## WHAT YOU WILL DO
**a)** Rewrite the article on abortion, starting at "Where did the" and ending at "countries have restrictions.", with "developed" replaced by "industrialized".
**b)** From the article on abortion, list the circumstances in which some respondents believe abortion should be legal only.

** TEXT SEGMENT follows **

Abortion has been federal law in America for over 40 years, yet every election cycle politicians in Democratic Congressional districts campaign on the issue - and sociologists write about this common medical procedure. How common? So common it happens more often than miscarriages, according to a new paper.

Surveys are not telling us much new at this point but a sociologist writing in Sociological Science analyzes a survey and finds that anti-abortion people are less likely to hear about the abortions women they know have had than are pro-abortion Americans.

That makes obvious sense.  A miscarriage is exculpatory, it happens to women, while abortions are done by choice, and so it is less socially acceptable, especially if it is a controversial late-term one. The finding was culled from a nationally representative survey of more than 1,600 American adults who reported on their knowledge of others' and their own experiences (or their partner's experiences) of abortion and miscarriage. The author believes they have controlled for confounding variables and say it affirms that Americans who are against abortion are much less likely to hear of others' abortions than Americans who are for it. Specifically, those who believe abortion should be legal under no circumstance are 21 percent less likely to have heard about another having an abortion than are those who believe abortion should be generally available. 

Where did the survey even find Americans who think it should never be allowed? Those are rare. Instead, most Americans want abortions to be curtailed. The US and Canada are the only two developed nations that allow late-term abortions on demand, other countries have restrictions. 

The author also found that those who believe abortion should be legal only in the cases of rape, incest, or to save the life of the pregnant woman are 12 percent less likely to have heard about another having an abortion than are those who believe abortion should be generally available. 

"Americans who are opposed to abortion are less likely to hear that their sister, mother, or friend had an abortion than their pro-choice peers," says Sarah K. Cowan, an assistant professor in sociology at New York University, a Robert Wood Johnson Foundation Health and Society Scholar at Columbia University, and the study's author. "Abortions are often kept secret both by women who have had them and by their confidantes. Moreover, abortions are especially likely to be kept secret from those who are pro-life. These disclosure differences affect who hears about others' abortions and may help explain the relative stability of Americans' opinions on abortion."

** End of TEXT SEGMENT **
** MATERIAL SHOWN follows **

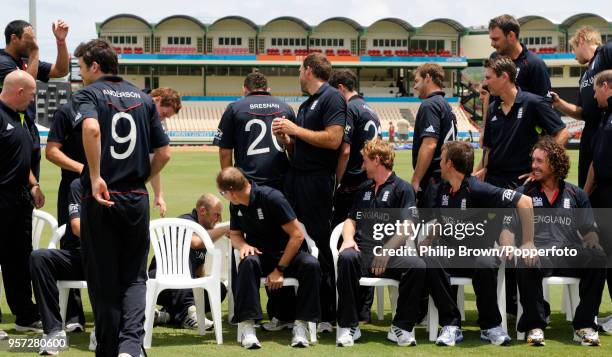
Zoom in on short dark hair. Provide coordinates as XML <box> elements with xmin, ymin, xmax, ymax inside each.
<box><xmin>531</xmin><ymin>135</ymin><xmax>570</xmax><ymax>180</ymax></box>
<box><xmin>414</xmin><ymin>63</ymin><xmax>444</xmax><ymax>88</ymax></box>
<box><xmin>489</xmin><ymin>15</ymin><xmax>521</xmax><ymax>38</ymax></box>
<box><xmin>74</xmin><ymin>38</ymin><xmax>119</xmax><ymax>74</ymax></box>
<box><xmin>149</xmin><ymin>87</ymin><xmax>183</xmax><ymax>114</ymax></box>
<box><xmin>4</xmin><ymin>20</ymin><xmax>32</xmax><ymax>46</ymax></box>
<box><xmin>217</xmin><ymin>166</ymin><xmax>249</xmax><ymax>191</ymax></box>
<box><xmin>442</xmin><ymin>141</ymin><xmax>474</xmax><ymax>175</ymax></box>
<box><xmin>302</xmin><ymin>52</ymin><xmax>332</xmax><ymax>82</ymax></box>
<box><xmin>485</xmin><ymin>56</ymin><xmax>516</xmax><ymax>83</ymax></box>
<box><xmin>244</xmin><ymin>72</ymin><xmax>268</xmax><ymax>92</ymax></box>
<box><xmin>329</xmin><ymin>68</ymin><xmax>357</xmax><ymax>92</ymax></box>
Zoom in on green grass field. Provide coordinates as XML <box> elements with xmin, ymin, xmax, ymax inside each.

** End of MATERIAL SHOWN **

## SOLUTIONS BY TASK
**a)**
Where did the survey even find Americans who think it should never be allowed? Those are rare. Instead, most Americans want abortions to be curtailed. The US and Canada are the only two industrialized nations that allow late-term abortions on demand, other countries have restrictions.

**b)**
- Rape
- Incest
- To save the life of the pregnant woman